• WORK TO BE COMPLETED:
Write out each entry, exactly the way it appears.

• EXERCISE INPUTS:
:::::

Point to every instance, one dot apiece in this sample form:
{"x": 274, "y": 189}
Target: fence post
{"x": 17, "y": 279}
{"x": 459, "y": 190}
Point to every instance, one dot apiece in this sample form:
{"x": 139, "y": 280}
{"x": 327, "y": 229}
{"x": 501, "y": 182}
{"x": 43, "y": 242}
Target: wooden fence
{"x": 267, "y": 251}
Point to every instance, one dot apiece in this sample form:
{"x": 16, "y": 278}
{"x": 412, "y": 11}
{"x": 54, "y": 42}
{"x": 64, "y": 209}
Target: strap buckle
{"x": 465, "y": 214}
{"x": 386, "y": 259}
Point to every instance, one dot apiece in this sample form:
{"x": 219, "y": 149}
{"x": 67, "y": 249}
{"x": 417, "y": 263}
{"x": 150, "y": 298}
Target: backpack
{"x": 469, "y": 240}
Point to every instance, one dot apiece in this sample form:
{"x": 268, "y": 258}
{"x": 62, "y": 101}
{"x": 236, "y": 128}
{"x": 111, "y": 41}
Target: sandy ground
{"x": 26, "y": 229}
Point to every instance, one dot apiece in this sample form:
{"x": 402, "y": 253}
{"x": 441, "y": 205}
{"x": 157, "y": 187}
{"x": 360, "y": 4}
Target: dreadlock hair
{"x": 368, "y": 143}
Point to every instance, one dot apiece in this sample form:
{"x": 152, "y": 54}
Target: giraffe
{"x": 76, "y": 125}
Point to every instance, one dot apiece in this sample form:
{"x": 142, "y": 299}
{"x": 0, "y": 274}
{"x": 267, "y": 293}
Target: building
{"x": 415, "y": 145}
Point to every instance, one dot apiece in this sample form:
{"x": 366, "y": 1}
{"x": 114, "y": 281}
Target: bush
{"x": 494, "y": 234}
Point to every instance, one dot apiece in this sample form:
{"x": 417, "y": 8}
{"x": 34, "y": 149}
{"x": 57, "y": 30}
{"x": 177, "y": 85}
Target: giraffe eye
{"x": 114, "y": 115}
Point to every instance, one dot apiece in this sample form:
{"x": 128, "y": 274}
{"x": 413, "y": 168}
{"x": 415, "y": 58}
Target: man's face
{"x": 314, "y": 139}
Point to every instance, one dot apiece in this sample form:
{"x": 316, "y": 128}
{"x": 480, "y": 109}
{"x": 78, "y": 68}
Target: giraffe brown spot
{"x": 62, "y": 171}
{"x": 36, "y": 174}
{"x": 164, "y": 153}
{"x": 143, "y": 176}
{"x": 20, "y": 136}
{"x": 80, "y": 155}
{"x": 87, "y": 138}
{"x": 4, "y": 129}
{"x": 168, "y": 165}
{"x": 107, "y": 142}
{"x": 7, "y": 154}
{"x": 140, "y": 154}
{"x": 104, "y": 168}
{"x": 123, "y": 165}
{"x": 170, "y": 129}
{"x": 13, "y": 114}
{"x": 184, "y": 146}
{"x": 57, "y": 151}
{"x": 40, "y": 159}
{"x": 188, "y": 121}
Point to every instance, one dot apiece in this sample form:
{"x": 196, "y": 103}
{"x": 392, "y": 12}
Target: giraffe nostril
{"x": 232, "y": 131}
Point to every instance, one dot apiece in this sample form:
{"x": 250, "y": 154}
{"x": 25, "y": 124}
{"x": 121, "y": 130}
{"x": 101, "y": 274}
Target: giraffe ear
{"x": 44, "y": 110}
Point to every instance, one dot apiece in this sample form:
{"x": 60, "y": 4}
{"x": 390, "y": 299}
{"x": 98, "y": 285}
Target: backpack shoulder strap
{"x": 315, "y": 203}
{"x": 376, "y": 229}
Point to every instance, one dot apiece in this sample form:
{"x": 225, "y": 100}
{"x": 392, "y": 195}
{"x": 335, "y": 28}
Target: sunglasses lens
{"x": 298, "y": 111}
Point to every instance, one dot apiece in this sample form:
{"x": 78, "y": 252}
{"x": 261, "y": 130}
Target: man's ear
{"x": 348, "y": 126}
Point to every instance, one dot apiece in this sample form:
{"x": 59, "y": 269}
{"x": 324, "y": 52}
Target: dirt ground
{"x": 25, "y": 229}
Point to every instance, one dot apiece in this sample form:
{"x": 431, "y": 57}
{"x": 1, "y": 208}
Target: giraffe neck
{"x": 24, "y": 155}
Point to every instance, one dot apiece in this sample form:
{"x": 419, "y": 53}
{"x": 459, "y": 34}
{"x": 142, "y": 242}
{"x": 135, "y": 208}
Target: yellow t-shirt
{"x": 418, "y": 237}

:::::

• SOLUTION FOR THIS TASK:
Point to every instance, one dot apiece in this sample form:
{"x": 274, "y": 189}
Target: fence post
{"x": 17, "y": 279}
{"x": 459, "y": 190}
Point to every instance, one dot apiece in this sample form:
{"x": 139, "y": 280}
{"x": 327, "y": 229}
{"x": 501, "y": 182}
{"x": 43, "y": 242}
Target: wooden fence
{"x": 267, "y": 251}
Point to every instance, one dot apiece in this sample form:
{"x": 16, "y": 278}
{"x": 412, "y": 11}
{"x": 54, "y": 42}
{"x": 64, "y": 209}
Target: strap buckle
{"x": 465, "y": 214}
{"x": 386, "y": 259}
Point to every instance, one dot apiece in this sample form:
{"x": 219, "y": 149}
{"x": 67, "y": 249}
{"x": 417, "y": 263}
{"x": 150, "y": 298}
Target: backpack
{"x": 469, "y": 240}
Point to every instance, one dot apiece in this sample form:
{"x": 268, "y": 258}
{"x": 62, "y": 101}
{"x": 236, "y": 128}
{"x": 111, "y": 41}
Target: sandy ground
{"x": 26, "y": 229}
Point to every instance, one dot apiece in this sample form:
{"x": 402, "y": 253}
{"x": 441, "y": 205}
{"x": 157, "y": 187}
{"x": 360, "y": 4}
Target: dreadlock hair
{"x": 368, "y": 143}
Point to every instance, one dot apiece in this sample form:
{"x": 152, "y": 54}
Target: giraffe
{"x": 76, "y": 125}
Point to every instance, one dot apiece in this sample form:
{"x": 142, "y": 299}
{"x": 0, "y": 274}
{"x": 267, "y": 293}
Target: building
{"x": 415, "y": 145}
Point to every instance, one dot apiece in this sample form:
{"x": 366, "y": 1}
{"x": 114, "y": 281}
Target: bush
{"x": 494, "y": 234}
Point to every instance, one dot apiece in this sample form:
{"x": 417, "y": 8}
{"x": 34, "y": 149}
{"x": 57, "y": 30}
{"x": 177, "y": 85}
Target: giraffe eye
{"x": 114, "y": 115}
Point to every instance, one dot apiece in this sample form:
{"x": 128, "y": 274}
{"x": 413, "y": 168}
{"x": 415, "y": 58}
Target: man's face
{"x": 314, "y": 139}
Point to every instance, one dot apiece in this sample form:
{"x": 316, "y": 128}
{"x": 480, "y": 109}
{"x": 78, "y": 68}
Target: giraffe brown spot
{"x": 62, "y": 171}
{"x": 36, "y": 174}
{"x": 164, "y": 153}
{"x": 143, "y": 176}
{"x": 20, "y": 136}
{"x": 80, "y": 155}
{"x": 87, "y": 138}
{"x": 4, "y": 129}
{"x": 168, "y": 165}
{"x": 107, "y": 142}
{"x": 7, "y": 154}
{"x": 140, "y": 154}
{"x": 104, "y": 168}
{"x": 123, "y": 165}
{"x": 170, "y": 129}
{"x": 13, "y": 114}
{"x": 184, "y": 146}
{"x": 57, "y": 151}
{"x": 40, "y": 159}
{"x": 188, "y": 121}
Point to every instance, one dot apiece in this sample form:
{"x": 196, "y": 103}
{"x": 392, "y": 12}
Target: giraffe nostril
{"x": 232, "y": 131}
Point to every instance, one dot apiece in this sample form:
{"x": 250, "y": 154}
{"x": 25, "y": 124}
{"x": 121, "y": 130}
{"x": 101, "y": 274}
Target: giraffe ear
{"x": 44, "y": 110}
Point to every instance, one dot apiece in this sample form:
{"x": 60, "y": 4}
{"x": 390, "y": 299}
{"x": 98, "y": 285}
Target: backpack shoulder strap
{"x": 315, "y": 203}
{"x": 376, "y": 229}
Point to every instance, one dot apiece in this sample form:
{"x": 225, "y": 100}
{"x": 392, "y": 195}
{"x": 335, "y": 28}
Target: sunglasses lens
{"x": 298, "y": 111}
Point to every instance, one dot apiece in this sample form:
{"x": 78, "y": 252}
{"x": 261, "y": 130}
Target: man's ear
{"x": 348, "y": 126}
Point to every instance, one dot apiece in this sample form:
{"x": 59, "y": 269}
{"x": 324, "y": 52}
Target: dirt ground
{"x": 25, "y": 229}
Point to every instance, one dot apiece in this sample form:
{"x": 431, "y": 57}
{"x": 1, "y": 208}
Target: giraffe neck
{"x": 24, "y": 155}
Point to every instance, one dot apiece in this sample form:
{"x": 419, "y": 53}
{"x": 459, "y": 34}
{"x": 142, "y": 242}
{"x": 135, "y": 208}
Target: yellow t-shirt
{"x": 418, "y": 237}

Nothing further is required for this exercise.